(The data begins)

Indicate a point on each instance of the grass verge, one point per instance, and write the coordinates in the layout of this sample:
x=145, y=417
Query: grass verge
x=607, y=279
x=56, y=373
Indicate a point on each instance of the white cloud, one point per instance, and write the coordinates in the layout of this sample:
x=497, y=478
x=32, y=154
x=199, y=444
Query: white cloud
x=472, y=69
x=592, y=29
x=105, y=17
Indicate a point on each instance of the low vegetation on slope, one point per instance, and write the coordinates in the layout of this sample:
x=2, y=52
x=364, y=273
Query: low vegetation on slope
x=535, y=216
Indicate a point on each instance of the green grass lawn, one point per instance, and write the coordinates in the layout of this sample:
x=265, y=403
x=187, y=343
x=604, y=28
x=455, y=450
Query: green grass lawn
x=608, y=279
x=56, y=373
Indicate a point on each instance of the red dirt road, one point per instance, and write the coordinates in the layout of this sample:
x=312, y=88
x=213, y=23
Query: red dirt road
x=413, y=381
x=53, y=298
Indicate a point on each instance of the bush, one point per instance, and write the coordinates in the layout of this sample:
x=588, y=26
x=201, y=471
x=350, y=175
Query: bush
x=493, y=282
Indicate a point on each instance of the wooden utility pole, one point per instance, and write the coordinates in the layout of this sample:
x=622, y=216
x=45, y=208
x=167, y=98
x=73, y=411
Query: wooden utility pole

(The data ends)

Assignment | From the data above, output exactly the lines between the one containing "Query: low vegetation on slope" and the one containing "x=350, y=175", counting both of them.

Response box |
Query: low vegetation on slope
x=535, y=216
Indicate a point on each instance of the green grass lawn, one point per instance, and write the coordinates in the layout of this sample:
x=265, y=403
x=187, y=343
x=604, y=28
x=455, y=450
Query: green grass lawn
x=608, y=279
x=56, y=373
Indicate a point on each instance of the red dirt road, one point per instance, and write the coordinates in the layout of this sample:
x=312, y=88
x=213, y=23
Query: red dirt road
x=413, y=381
x=53, y=298
Indicate a point on each instance of the bush, one point per instance, and write the coordinates in the layout of this sample:
x=588, y=26
x=201, y=471
x=350, y=175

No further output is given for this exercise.